_SOURCE DATA_

○ ○ ○ ○ ○

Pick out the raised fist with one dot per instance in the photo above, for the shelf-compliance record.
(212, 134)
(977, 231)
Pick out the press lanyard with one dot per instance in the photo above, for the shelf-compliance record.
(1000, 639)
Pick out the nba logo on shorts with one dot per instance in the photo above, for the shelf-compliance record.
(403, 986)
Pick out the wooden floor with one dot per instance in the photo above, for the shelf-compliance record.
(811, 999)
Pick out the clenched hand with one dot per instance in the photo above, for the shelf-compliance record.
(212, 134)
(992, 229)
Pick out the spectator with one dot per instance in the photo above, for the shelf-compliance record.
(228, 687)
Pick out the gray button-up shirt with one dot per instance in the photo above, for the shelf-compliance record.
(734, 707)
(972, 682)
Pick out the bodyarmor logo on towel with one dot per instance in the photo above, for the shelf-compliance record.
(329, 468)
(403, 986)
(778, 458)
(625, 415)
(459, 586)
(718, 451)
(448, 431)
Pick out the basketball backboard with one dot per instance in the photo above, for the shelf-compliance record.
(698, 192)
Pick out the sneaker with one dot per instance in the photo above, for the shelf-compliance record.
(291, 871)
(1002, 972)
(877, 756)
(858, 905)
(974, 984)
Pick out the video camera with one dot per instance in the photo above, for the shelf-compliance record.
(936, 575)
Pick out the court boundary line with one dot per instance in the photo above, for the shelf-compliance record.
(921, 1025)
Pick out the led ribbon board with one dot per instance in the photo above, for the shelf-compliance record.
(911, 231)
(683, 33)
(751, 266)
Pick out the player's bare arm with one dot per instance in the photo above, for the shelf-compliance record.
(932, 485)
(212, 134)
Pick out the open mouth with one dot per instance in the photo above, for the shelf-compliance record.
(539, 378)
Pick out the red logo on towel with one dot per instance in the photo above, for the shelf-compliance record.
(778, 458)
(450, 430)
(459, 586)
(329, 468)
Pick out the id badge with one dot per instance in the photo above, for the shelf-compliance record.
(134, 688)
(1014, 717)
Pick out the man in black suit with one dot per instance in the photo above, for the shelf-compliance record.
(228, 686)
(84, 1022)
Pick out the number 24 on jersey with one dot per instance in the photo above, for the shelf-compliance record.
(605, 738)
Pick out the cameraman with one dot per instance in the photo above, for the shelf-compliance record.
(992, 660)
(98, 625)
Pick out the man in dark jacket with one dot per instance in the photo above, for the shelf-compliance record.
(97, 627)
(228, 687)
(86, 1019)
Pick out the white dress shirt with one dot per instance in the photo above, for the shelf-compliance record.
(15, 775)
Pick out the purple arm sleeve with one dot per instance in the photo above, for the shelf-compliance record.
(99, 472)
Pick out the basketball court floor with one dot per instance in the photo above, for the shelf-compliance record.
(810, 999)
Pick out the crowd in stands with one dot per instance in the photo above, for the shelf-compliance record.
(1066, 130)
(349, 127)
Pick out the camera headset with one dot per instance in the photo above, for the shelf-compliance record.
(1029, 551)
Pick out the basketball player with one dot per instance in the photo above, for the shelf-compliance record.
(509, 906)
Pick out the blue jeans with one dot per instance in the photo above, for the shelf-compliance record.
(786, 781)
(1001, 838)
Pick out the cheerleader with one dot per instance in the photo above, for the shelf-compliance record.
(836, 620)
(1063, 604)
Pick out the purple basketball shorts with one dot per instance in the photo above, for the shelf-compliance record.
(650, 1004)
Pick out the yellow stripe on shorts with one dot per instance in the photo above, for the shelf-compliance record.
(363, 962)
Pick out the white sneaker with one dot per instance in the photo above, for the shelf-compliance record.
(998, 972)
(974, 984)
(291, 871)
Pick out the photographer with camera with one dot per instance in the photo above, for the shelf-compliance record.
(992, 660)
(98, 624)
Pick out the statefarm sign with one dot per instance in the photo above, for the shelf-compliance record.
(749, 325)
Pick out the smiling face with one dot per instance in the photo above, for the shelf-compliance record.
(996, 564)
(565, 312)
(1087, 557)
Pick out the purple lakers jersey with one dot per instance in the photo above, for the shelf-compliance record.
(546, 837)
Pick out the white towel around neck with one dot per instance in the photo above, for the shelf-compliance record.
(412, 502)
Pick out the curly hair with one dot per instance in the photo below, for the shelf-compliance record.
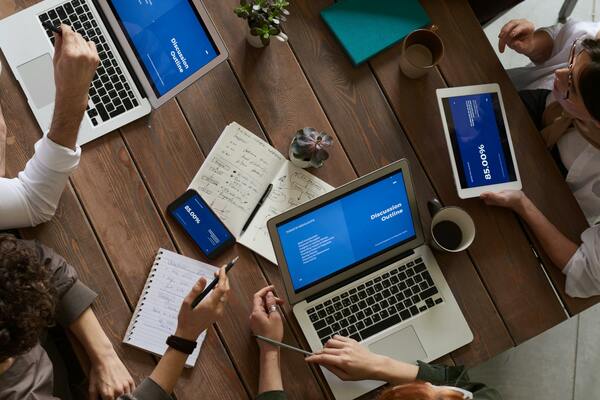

○ ○ ○ ○ ○

_INSTRUCTIONS TO FOLLOW_
The copy you produce must repeat all the entries exactly and contain no pictures.

_ANSWER TO THIS EXERCISE_
Pick out the raised fist with one dot per instance in the photo above, for the shelf-compliance record.
(212, 134)
(977, 231)
Pick out the press lanyard with one dot per instance in the photo above, for the shelf-compliance record.
(1000, 639)
Pick out the nba logo on shorts with one dot per instance in the photo above, for the shelf-compliance record.
(403, 986)
Pick out the wooden floor with one dot per instance in the photo above, for the shelf-compliance record.
(811, 999)
Pick out the clenched hand with one dot per instance in the photo above, for the shelf-compliance record.
(212, 134)
(992, 229)
Pick out the spectator with one dot per instance in the photo above, for the shelf-compliance record.
(228, 687)
Pick out the gray button-up shirt with one dot per instance in the photo above, for the shelf-compliance record.
(734, 707)
(972, 682)
Pick out the bodyarmor logo on towel with one dot per instance in the photo above, for the shelf-compliance record.
(329, 468)
(403, 986)
(778, 458)
(625, 415)
(459, 586)
(718, 451)
(448, 431)
Pick out the basketball backboard with one dot per instance in the photo above, for the shelf-compliance record.
(698, 192)
Pick out the sneaker with one dot per instance in the photo above, for the shelf-compliance record.
(291, 871)
(1002, 972)
(877, 756)
(858, 905)
(974, 984)
Pick out the video camera with one dot per instance in the photo above, for the shelf-compliance record.
(936, 575)
Pick out the court boundary line with one dot per instance in the photo above, for the shelf-compliance record.
(921, 1025)
Pick out the led ribbon board with one dot per instance in the photo above, for the shelf-compliance record.
(911, 231)
(683, 33)
(751, 266)
Pick out the player's bare arm with one dot per instance in the photo above, for the shelf-compliance record.
(932, 485)
(212, 134)
Pick out the open mouth with one dot per instance in the photo above, for the shelf-compliance record.
(539, 378)
Pick out the red logo on towel with one dot per instance in the photo above, for the shelf-compliance record.
(778, 458)
(450, 430)
(459, 586)
(329, 468)
Pick out the id badge with one dot per instance in the photo above, for the shelf-compliance record.
(134, 688)
(1014, 717)
Pick out the man in black suit with one dot per instance in the photo above, for the shelf-compliance record.
(228, 686)
(84, 1022)
Pick out the number 24 on jersey with one dot per instance in the photo above, for the shelf-compliance record.
(605, 738)
Pick out the cameraman with one dot per instance in the photo above, for the shelf-compliance record.
(992, 660)
(98, 625)
Pick out the man in dark jacket with one dot per instance in the photo above, for the shelf-compliance record.
(97, 627)
(228, 687)
(86, 1019)
Pick out the white dress shirt with one dot per instance in the photo above, for the shelf-compliance record.
(15, 775)
Pick out the purple arm sleeve with one dot per instance in the photo above, for the shelf-compliance record.
(99, 472)
Pick out the basketball court floor with one dot per instance in the photo above, for the shelf-compliance record.
(810, 999)
Pick out the crowd in stands with one dot per instance in the photo above, for the shelf-compliance record.
(1066, 130)
(349, 127)
Pick out the camera headset with one dot per instance in the photo above, for the shelf-compliance record.
(1029, 551)
Pick out the basketball player with one dot per instance in the photo above, for the shelf-compliance record.
(509, 906)
Pick out the blue jeans with one dot per instance in the photo above, for the shelf-compliance record.
(786, 781)
(1001, 838)
Pick out the cheerleader with one dot per instance in the photo above, for the shelf-compliance record.
(836, 620)
(1063, 604)
Pick out the purple basketball shorts with one dot per instance in the photo above, for the shelf-compliance record.
(650, 1004)
Pick out the yellow stripe on shorts with one dot per instance in the photo above, for the shelf-compliance record.
(363, 962)
Pick out the white sneaker with one dot per instance in the photo above, for the shelf-compliance record.
(998, 972)
(974, 984)
(291, 871)
Pick out the photographer with camera with one dot per instance in the photo above, for the shelf-compliance record.
(992, 660)
(98, 624)
Pick out the statefarm sign with one dot per instance in the photo above, for the shelf-compliance record.
(749, 325)
Pick out the smiling face with one dot per instance in the photo above, for the shelf-compliance record.
(996, 564)
(565, 312)
(1087, 557)
Pick out the purple lakers jersey with one dot per instance in the photo above, for the shelf-compliance record.
(546, 837)
Pick out the white towel around neck with one dot per instance in the photo above, for the shelf-compliance record.
(412, 502)
Pick out the curly hair with one dot per instance in the photo below, for the shelf-compliance record.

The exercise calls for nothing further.